* [EXCERPTED TEXT]:

Helena Schrader's Historical Fiction

Dr. Helena P. Schrader is the author of 24 historical fiction and non-fiction works and the winner of more than 53 literary accolades. More than 34,000 copies of her books have been sold. For a complete list of her books and awards see: http://helenapschrader.com

For readers tired of clichés and cartoons, award-winning novelist Helena P. Schrader offers nuanced insight into historical events and figures based on sound research and an understanding of human nature. Her complex and engaging characters bring history back to life as a means to better understand ourselves.

Saturday, September 29, 2012

New Project: 13th Century Romance

With the Leonidas Trilogy complete and on the market, it's time for me to turn to a new project.  For months I've focused on re-writing, editing, publishing, and marketing the Leonidas Trilogy, and that has left me no time, energy or inspiration for writing. Today, however, I start work on a new project.

The project is a complete re-write of the first two books in my Templar Trilogy, originally published more than a decade ago. The Templar trilogy covers the period 1250-1310, and follows three generations of the Preuthune family.  Preuthune was my mother's maiden name, by the way, and family legend claimed that the name derived from a crusading ancestor, knighted for bravery on the battlefield. Ah, family legends....But the family coat of arms does include a pascal lamb, which is associated with crusaders, and the Catherine wheels were also popular in the Holy Land. That's enough to spark the imagination of a novelist!

* [INFORMATION PROVIDED]:
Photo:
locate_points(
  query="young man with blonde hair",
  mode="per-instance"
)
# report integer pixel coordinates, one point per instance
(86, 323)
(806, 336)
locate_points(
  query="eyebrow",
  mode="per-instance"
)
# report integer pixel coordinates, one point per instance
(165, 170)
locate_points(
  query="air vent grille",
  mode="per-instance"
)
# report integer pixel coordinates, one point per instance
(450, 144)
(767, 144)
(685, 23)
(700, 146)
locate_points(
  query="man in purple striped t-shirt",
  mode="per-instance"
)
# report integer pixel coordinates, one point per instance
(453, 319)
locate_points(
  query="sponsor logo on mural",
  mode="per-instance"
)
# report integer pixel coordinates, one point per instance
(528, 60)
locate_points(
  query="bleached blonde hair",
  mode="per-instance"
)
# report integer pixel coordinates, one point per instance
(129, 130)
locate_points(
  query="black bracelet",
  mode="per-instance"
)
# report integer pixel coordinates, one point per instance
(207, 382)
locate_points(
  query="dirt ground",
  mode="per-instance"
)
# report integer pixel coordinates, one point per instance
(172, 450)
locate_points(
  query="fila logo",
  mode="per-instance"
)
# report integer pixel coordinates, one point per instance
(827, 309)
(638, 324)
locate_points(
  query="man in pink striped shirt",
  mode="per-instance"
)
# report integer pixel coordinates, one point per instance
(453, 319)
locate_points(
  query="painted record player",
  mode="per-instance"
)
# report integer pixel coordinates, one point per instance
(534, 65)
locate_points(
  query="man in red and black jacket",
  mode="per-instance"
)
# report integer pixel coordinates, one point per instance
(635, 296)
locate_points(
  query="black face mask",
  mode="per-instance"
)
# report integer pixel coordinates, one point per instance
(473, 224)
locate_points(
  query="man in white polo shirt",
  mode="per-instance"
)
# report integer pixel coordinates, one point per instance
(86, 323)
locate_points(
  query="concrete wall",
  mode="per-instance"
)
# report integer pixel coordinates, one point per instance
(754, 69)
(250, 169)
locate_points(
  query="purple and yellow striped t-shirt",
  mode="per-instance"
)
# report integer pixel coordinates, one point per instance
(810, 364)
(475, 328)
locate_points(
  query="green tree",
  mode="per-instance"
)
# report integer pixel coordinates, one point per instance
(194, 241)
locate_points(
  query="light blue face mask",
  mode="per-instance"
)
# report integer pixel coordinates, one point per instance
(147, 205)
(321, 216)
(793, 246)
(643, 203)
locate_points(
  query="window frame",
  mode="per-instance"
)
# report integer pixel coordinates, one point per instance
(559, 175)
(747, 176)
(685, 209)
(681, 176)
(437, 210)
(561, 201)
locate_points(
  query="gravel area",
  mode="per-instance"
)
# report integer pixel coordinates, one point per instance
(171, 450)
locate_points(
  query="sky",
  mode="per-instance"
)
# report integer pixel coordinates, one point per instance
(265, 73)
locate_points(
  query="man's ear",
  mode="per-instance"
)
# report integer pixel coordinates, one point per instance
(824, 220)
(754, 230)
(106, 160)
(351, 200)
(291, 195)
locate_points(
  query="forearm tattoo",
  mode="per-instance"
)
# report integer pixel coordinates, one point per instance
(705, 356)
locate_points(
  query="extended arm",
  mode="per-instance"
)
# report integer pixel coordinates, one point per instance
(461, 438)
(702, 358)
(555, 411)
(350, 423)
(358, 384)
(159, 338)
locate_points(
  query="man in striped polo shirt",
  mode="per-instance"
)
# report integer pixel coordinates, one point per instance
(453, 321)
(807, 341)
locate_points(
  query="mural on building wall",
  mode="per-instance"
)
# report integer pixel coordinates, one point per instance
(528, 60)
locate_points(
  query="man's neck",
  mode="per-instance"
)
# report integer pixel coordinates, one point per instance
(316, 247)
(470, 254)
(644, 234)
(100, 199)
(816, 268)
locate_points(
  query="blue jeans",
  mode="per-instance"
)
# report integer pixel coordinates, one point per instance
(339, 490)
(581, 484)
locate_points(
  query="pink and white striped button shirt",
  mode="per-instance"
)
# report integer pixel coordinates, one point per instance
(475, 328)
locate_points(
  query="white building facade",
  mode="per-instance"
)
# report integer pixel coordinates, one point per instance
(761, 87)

* [GIVEN INSTRUCTION 1]: According to the Schrader blog post, what period does the Templar Trilogy cover?
* [GIVEN INSTRUCTION 2]: Summarize the Schrader blog post in two sentences.
* [GIVEN INSTRUCTION 3]: Rewrite the paragraph of the Schrader blog post that begins "The project is a complete re-write" as a bulleted list, keeping its main facts.
The material has no connection to the Schrader blog post.

* [CORRECT OUTPUT 1]: The Templar Trilogy covers the period 1250-1310.

* [CORRECT OUTPUT 2]: Helena P. Schrader is the author of 24 historical fiction and non-fiction works and the winner of more than 53 literary accolades. With the Leonidas Trilogy complete and on the market, she is starting a complete rewrite of the first two books of her Templar Trilogy, which covers 1250-1310 and follows three generations of the Preuthune family.

* [CORRECT OUTPUT 3]:
- The project is a complete rewrite of the first two books of the Templar Trilogy, first published more than a decade ago.
- The trilogy covers 1250-1310 and follows three generations of the Preuthune family.
- Preuthune was the author's mother's maiden name, and family legend claimed that it came from a crusading ancestor knighted for bravery on the battlefield.
- The family coat of arms includes a pascal lamb, which is associated with crusaders, and Catherine wheels, which were also popular in the Holy Land.